▶ Written exercise:
In the listing below, rewrite everything from the line containing "Where on the screen above can I see the glass" down to the line containing "[750,535,775,558]", changing "cereal piece" to "cereal bit" and keeping all else the same.

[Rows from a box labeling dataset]
-=-=-=-=-

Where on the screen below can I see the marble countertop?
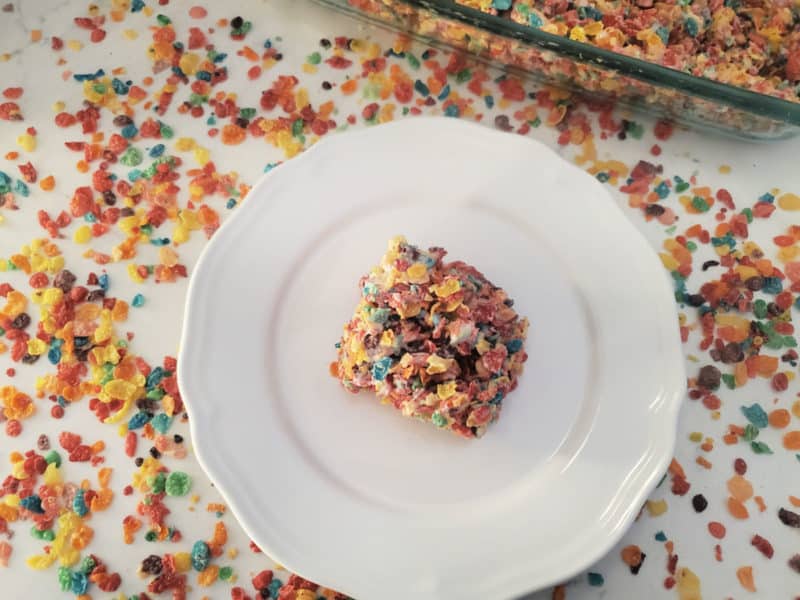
[0,0,800,600]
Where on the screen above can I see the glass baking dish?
[310,0,800,140]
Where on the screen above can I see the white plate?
[178,118,686,600]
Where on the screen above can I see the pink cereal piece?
[0,542,11,567]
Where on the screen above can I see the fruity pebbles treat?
[331,237,528,438]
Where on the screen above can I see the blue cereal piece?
[19,494,44,515]
[72,489,89,517]
[192,540,211,571]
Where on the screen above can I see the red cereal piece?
[251,570,272,590]
[708,521,726,540]
[6,419,22,437]
[58,431,81,452]
[55,112,77,127]
[125,431,139,458]
[3,87,23,100]
[750,535,775,558]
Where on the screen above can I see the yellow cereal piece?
[17,133,36,152]
[778,193,800,210]
[431,277,461,298]
[658,252,680,271]
[28,338,47,356]
[90,344,119,365]
[128,263,144,283]
[675,567,703,600]
[25,554,56,571]
[103,379,141,400]
[425,354,455,375]
[0,503,19,523]
[72,225,92,244]
[397,303,422,319]
[381,329,395,347]
[646,500,667,517]
[583,21,603,37]
[197,565,219,587]
[294,88,309,110]
[0,290,28,319]
[475,337,492,355]
[569,25,587,42]
[174,552,192,573]
[178,52,200,76]
[406,263,428,283]
[161,394,175,417]
[42,463,61,485]
[175,138,197,152]
[436,381,456,400]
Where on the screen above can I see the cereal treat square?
[331,237,528,438]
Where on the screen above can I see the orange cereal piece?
[728,475,753,502]
[695,456,712,469]
[339,79,358,96]
[97,467,114,488]
[39,175,56,192]
[89,488,114,512]
[220,123,247,146]
[736,566,756,592]
[197,565,219,587]
[754,354,778,377]
[122,515,142,544]
[669,458,686,479]
[783,431,800,450]
[722,433,739,446]
[769,408,792,429]
[620,544,642,567]
[727,497,750,519]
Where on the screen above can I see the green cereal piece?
[692,196,709,212]
[742,402,769,429]
[722,373,736,390]
[150,473,167,494]
[44,450,61,469]
[164,471,192,496]
[119,146,144,167]
[750,442,773,454]
[742,423,760,442]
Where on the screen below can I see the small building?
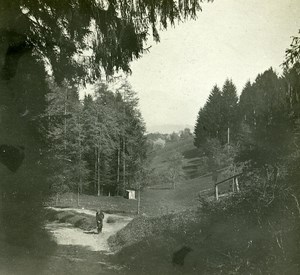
[125,190,136,200]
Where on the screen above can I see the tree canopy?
[0,0,209,82]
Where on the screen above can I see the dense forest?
[43,81,146,196]
[190,31,300,274]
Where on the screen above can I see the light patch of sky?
[128,0,300,132]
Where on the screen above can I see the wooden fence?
[215,173,242,200]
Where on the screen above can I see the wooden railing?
[215,173,242,200]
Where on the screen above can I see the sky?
[123,0,300,134]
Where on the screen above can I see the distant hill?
[147,124,194,134]
[149,136,209,179]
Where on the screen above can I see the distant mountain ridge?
[147,124,194,134]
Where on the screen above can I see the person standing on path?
[96,210,104,234]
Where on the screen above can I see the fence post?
[215,184,219,201]
[235,177,240,192]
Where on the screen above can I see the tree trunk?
[117,147,120,193]
[137,190,141,215]
[94,146,98,194]
[97,146,101,197]
[77,133,82,206]
[122,136,126,194]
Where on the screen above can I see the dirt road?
[46,207,132,253]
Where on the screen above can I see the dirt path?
[46,207,132,253]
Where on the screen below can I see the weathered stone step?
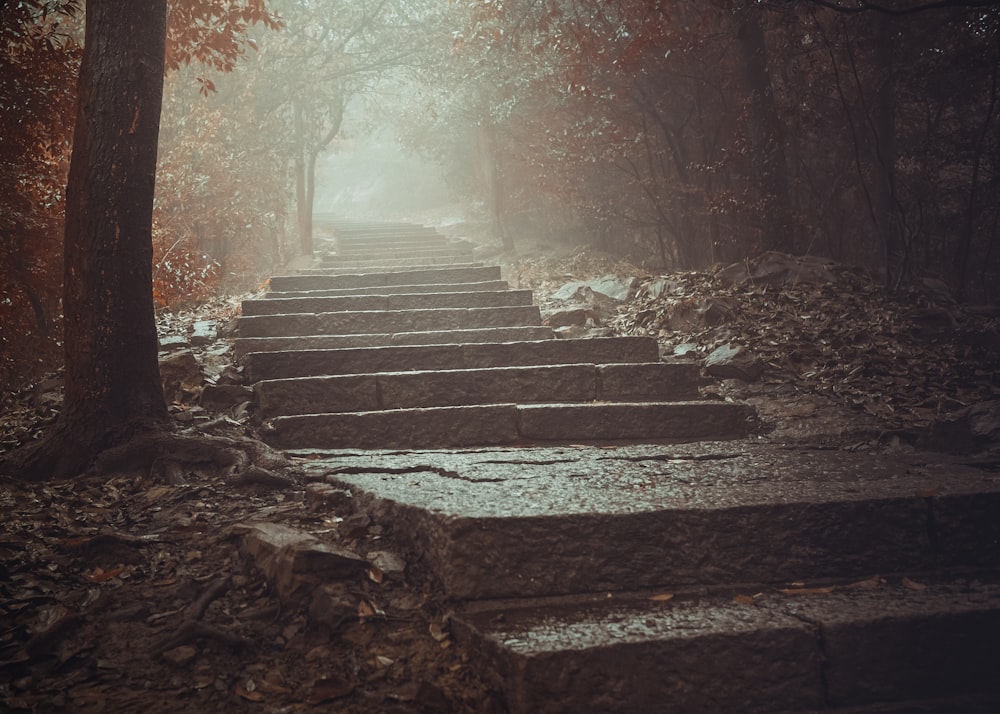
[233,325,555,359]
[263,402,753,444]
[314,444,1000,599]
[319,253,472,272]
[243,288,532,316]
[452,580,1000,714]
[254,363,698,412]
[299,261,487,275]
[321,243,472,262]
[238,305,542,337]
[332,236,458,256]
[336,224,441,236]
[243,332,664,382]
[270,265,501,291]
[264,280,510,299]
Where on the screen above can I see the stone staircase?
[236,218,1000,714]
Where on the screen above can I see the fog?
[314,126,461,223]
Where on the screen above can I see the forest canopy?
[0,0,1000,388]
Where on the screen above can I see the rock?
[191,320,218,345]
[644,276,681,300]
[199,384,253,412]
[544,307,595,327]
[162,645,198,667]
[306,483,354,513]
[718,250,836,285]
[368,550,406,575]
[552,275,636,302]
[241,523,368,600]
[705,344,764,382]
[309,583,358,630]
[160,335,188,352]
[921,400,1000,453]
[673,342,701,359]
[160,350,204,404]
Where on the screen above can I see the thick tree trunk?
[6,0,169,478]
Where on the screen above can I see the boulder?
[718,250,836,285]
[705,344,764,382]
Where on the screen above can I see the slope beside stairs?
[236,221,1000,714]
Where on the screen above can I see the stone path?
[236,224,1000,714]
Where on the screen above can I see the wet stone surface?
[304,442,1000,518]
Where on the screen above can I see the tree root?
[156,576,251,655]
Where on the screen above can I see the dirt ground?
[0,248,1000,714]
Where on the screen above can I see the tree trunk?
[737,4,795,252]
[9,0,169,478]
[872,15,908,290]
[292,101,313,255]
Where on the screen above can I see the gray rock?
[718,250,836,285]
[191,320,218,345]
[199,384,253,412]
[705,344,764,382]
[673,342,701,359]
[545,307,594,327]
[160,335,188,352]
[160,350,204,404]
[552,275,636,302]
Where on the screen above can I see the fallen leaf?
[236,684,264,702]
[306,677,354,706]
[846,575,885,590]
[83,565,125,583]
[778,585,833,595]
[649,593,674,602]
[427,622,448,642]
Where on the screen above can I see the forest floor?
[0,242,1000,714]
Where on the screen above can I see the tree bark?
[737,4,795,252]
[5,0,169,478]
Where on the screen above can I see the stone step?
[264,280,510,299]
[334,235,454,254]
[238,305,542,337]
[451,580,1000,714]
[243,331,664,382]
[262,402,753,448]
[314,444,1000,600]
[233,325,555,360]
[243,290,532,316]
[318,253,472,272]
[269,265,501,291]
[254,363,698,419]
[299,261,487,275]
[320,243,472,262]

-=-=-=-=-

▶ Solution for this problem:
Where on the screen above can I see the glass baking dish?
[310,0,800,140]
Where on the screen above can I see the white plate?
[178,118,686,600]
Where on the screen above can I see the pink cereal bit?
[0,542,11,567]
Where on the screen above can I see the fruity pebbles treat?
[331,237,528,438]
Where on the screen above can I see the blue cereal bit?
[19,494,44,515]
[72,489,89,517]
[192,540,211,571]
Where on the screen above can I see the red cereal bit?
[251,570,272,590]
[708,521,726,540]
[6,419,22,437]
[58,431,81,452]
[55,112,77,127]
[125,431,139,458]
[3,87,23,100]
[750,535,775,558]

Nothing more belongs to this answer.